- **Problem to work on**:
Restate all of the data exactly.

- **Record excerpts**:
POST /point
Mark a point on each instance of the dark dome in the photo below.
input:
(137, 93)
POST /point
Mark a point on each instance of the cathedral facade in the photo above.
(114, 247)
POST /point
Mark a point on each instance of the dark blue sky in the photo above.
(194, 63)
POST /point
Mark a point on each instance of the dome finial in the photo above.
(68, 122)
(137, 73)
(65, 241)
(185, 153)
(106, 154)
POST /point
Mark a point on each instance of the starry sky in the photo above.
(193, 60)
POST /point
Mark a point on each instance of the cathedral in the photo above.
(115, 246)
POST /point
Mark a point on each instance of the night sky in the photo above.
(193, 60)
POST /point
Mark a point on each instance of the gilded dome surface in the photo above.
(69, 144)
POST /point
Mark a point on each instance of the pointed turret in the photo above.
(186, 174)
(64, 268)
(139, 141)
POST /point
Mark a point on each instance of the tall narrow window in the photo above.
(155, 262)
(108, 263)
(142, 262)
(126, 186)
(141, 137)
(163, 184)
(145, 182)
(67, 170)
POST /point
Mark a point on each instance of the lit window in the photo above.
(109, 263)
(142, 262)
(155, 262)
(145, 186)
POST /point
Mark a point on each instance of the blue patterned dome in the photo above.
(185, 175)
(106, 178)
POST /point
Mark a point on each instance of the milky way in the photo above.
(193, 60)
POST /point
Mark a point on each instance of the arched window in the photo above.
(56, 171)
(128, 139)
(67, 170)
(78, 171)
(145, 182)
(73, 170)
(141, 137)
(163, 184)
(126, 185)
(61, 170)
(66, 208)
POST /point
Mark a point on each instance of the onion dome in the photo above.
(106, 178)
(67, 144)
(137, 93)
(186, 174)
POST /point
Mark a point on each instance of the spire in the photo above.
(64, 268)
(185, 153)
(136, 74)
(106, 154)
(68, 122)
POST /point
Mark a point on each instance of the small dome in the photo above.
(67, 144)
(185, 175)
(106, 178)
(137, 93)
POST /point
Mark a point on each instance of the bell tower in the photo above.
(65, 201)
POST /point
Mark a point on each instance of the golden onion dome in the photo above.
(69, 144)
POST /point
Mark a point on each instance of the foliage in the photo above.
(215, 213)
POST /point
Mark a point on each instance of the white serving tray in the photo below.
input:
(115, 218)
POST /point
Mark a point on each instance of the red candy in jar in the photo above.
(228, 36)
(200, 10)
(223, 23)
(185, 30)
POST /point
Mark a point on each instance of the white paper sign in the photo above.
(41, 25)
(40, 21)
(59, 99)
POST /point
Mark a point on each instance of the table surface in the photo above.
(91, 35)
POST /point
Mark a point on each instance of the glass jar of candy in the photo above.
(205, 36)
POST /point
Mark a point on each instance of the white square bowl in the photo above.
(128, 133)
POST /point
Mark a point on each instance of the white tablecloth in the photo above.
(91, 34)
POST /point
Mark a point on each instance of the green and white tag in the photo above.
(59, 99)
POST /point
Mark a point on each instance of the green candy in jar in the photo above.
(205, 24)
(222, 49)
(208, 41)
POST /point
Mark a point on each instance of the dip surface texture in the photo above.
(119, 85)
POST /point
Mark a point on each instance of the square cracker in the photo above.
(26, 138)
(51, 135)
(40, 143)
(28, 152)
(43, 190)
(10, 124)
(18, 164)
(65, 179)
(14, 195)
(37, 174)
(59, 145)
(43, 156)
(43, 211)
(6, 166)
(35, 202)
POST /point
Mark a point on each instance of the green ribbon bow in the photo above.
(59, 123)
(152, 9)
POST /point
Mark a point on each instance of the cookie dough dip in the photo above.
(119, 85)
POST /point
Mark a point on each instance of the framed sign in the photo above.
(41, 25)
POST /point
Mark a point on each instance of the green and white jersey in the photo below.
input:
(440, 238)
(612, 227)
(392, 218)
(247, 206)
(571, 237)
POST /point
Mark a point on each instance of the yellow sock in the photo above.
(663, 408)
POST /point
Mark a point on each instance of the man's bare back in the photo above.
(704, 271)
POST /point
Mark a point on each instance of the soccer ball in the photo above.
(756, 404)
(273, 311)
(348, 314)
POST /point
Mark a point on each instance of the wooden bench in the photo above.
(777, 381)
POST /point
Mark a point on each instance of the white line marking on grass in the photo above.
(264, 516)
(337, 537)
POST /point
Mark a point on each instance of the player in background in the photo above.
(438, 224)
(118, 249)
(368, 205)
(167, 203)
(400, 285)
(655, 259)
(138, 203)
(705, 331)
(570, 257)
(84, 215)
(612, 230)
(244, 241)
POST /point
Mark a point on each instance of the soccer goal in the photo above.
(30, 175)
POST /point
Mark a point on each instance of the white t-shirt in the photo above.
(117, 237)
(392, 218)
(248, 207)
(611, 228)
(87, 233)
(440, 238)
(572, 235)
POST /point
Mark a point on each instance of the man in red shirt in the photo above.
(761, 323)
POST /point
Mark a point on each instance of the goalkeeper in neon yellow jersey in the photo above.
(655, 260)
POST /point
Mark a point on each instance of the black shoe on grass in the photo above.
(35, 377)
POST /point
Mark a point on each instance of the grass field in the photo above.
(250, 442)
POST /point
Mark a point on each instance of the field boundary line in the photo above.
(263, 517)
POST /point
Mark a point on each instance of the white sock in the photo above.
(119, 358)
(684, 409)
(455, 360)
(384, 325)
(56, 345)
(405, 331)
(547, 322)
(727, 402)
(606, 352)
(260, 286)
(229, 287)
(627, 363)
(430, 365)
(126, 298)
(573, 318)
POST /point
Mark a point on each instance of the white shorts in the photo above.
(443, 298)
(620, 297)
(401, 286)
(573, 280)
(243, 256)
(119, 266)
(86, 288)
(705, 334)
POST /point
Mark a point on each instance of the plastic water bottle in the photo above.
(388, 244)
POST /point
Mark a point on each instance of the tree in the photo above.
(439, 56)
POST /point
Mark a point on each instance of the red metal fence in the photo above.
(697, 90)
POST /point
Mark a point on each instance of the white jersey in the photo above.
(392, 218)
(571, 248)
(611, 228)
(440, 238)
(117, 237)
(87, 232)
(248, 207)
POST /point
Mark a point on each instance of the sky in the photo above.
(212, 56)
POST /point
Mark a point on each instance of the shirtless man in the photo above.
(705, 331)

- **Task answer**:
POST /point
Mark a point on each instance of the dark dome in the photo below.
input:
(137, 93)
POST /point
Mark a point on each instance of the cathedral facade in the photo above.
(114, 247)
POST /point
Mark a point on each instance of the dark blue sky in the photo above.
(194, 63)
POST /point
Mark a point on each instance of the dome finial in the photo above.
(68, 122)
(137, 73)
(65, 241)
(185, 153)
(106, 154)
POST /point
Mark a point on each instance of the starry sky in the photo above.
(193, 60)
POST /point
Mark a point on each instance of the cathedral in the photo above.
(115, 246)
POST /point
Mark a point on each instance of the night sky in the photo above.
(193, 60)
POST /point
Mark a point on each instance of the gilded dome surface in the photo above.
(69, 144)
POST /point
Mark a point on each instance of the pointed turret in the photo above.
(186, 174)
(64, 268)
(139, 141)
POST /point
Mark a point on each instance of the tall narrow window in the photo above.
(155, 262)
(108, 263)
(142, 262)
(126, 186)
(141, 137)
(163, 184)
(145, 182)
(67, 170)
POST /point
Mark a point on each instance of the lit window in the photo above.
(109, 263)
(142, 262)
(155, 262)
(145, 186)
POST /point
Mark a point on each instance of the blue patterned dome in the photo above.
(185, 175)
(106, 178)
POST /point
Mark a point on each instance of the milky way in the photo above.
(193, 60)
POST /point
Mark a point on each instance of the arched window in the photo above.
(56, 171)
(128, 139)
(67, 170)
(78, 171)
(145, 182)
(73, 170)
(141, 137)
(163, 184)
(126, 185)
(61, 170)
(66, 208)
POST /point
Mark a point on each instance of the onion dome in the photo above.
(106, 178)
(67, 144)
(137, 93)
(186, 174)
POST /point
Mark a point on each instance of the spire in the photo above.
(64, 268)
(185, 153)
(136, 74)
(106, 154)
(68, 122)
POST /point
Mark a point on each instance of the small dome in the photo above.
(67, 144)
(185, 175)
(106, 178)
(137, 93)
POST /point
Mark a point on each instance of the bell tower in the photo above.
(65, 201)
POST /point
Mark a point on each instance of the golden onion dome in the photo above.
(69, 144)
POST /point
Mark a point on each instance of the foliage in the photo above.
(215, 213)
POST /point
Mark a point on each instance of the white serving tray in the photo below.
input:
(115, 218)
POST /point
Mark a point on each instance of the red candy in jar in the photo above.
(228, 36)
(200, 10)
(223, 23)
(185, 30)
POST /point
Mark a point on each instance of the white paper sign in the photo above.
(41, 25)
(40, 21)
(59, 99)
POST /point
Mark a point on each instance of the table surface in the photo above.
(91, 35)
POST /point
Mark a point on each instance of the glass jar of candy in the photo above.
(205, 36)
POST /point
Mark a point on each instance of the white square bowl in the photo above.
(128, 133)
POST /point
Mark a point on each instance of the white tablecloth in the photo above.
(91, 34)
POST /point
Mark a point on each instance of the green and white tag in the photo above.
(59, 99)
POST /point
Mark a point on each instance of the green candy in jar in the photo above.
(205, 24)
(222, 49)
(208, 41)
POST /point
Mark a point on each instance of the dip surface texture in the photo above.
(119, 85)
POST /point
Mark a point on each instance of the square cracker in the photo above.
(26, 138)
(51, 135)
(40, 143)
(28, 152)
(43, 190)
(10, 124)
(18, 164)
(65, 179)
(14, 195)
(37, 174)
(59, 145)
(43, 156)
(43, 211)
(6, 166)
(35, 202)
POST /point
Mark a point on each instance of the green ribbon bow in the photo above.
(59, 123)
(152, 9)
POST /point
Mark a point on each instance of the cookie dough dip in the photo above.
(119, 85)
POST /point
Mark a point on each instance of the framed sign in the photo above.
(41, 25)
POST /point
Mark a point on each instance of the green and white jersey in the photo below.
input:
(440, 238)
(612, 227)
(392, 218)
(247, 206)
(571, 237)
POST /point
Mark a point on each instance of the yellow sock in the photo above.
(663, 408)
POST /point
Mark a point on each instance of the man's bare back in the photo above.
(704, 271)
POST /point
Mark a point on each instance of the soccer ball in the photo above.
(756, 404)
(273, 311)
(348, 314)
POST /point
Mark a point on each instance of the wooden bench in the photo above.
(777, 381)
POST /point
Mark a point on each instance of the white line marking on grass in the photo above.
(264, 516)
(337, 537)
POST /point
Mark a point on each instance of the player in background in the photo above.
(438, 224)
(118, 249)
(368, 205)
(167, 203)
(400, 285)
(655, 259)
(138, 203)
(705, 331)
(570, 257)
(84, 215)
(612, 230)
(244, 241)
POST /point
Mark a point on each instance of the soccer goal in the photo above.
(30, 175)
POST /point
Mark a point on each instance of the white t-shirt in the photo above.
(117, 237)
(392, 218)
(248, 207)
(611, 228)
(87, 233)
(440, 238)
(572, 235)
POST /point
Mark a point on each instance of the man in red shirt in the photo above.
(761, 323)
POST /point
Mark a point on each instance of the goalkeeper in neon yellow jersey in the photo above.
(655, 260)
POST /point
Mark a point on each instance of the black shoe on grass in the photo above.
(35, 377)
POST /point
Mark a point on each instance of the grass field in the photo above.
(250, 442)
POST /point
Mark a point on each instance of the field boundary line in the photo above.
(263, 517)
POST /point
Mark a point on each instance of the white sock in the photo above.
(119, 358)
(684, 409)
(455, 360)
(384, 325)
(56, 345)
(405, 331)
(547, 322)
(727, 402)
(606, 352)
(260, 286)
(229, 287)
(627, 363)
(430, 365)
(126, 298)
(573, 318)
POST /point
Mark a point on each instance of the white shorts in the photo above.
(443, 298)
(620, 297)
(401, 286)
(573, 280)
(243, 256)
(119, 266)
(86, 288)
(705, 334)
POST /point
Mark a point on each instance of the plastic water bottle in the photo above.
(388, 244)
POST /point
Mark a point on each instance of the tree in the photo above.
(439, 56)
POST /point
Mark a point on each instance of the red metal fence in the photo above.
(697, 90)
POST /point
Mark a point on each instance of the white jersey in the photo above.
(392, 218)
(571, 248)
(611, 228)
(440, 238)
(117, 237)
(87, 232)
(248, 207)
POST /point
Mark a point on each instance of the sky in the photo above.
(212, 56)
POST /point
Mark a point on each instance of the shirtless man in the photo above.
(705, 331)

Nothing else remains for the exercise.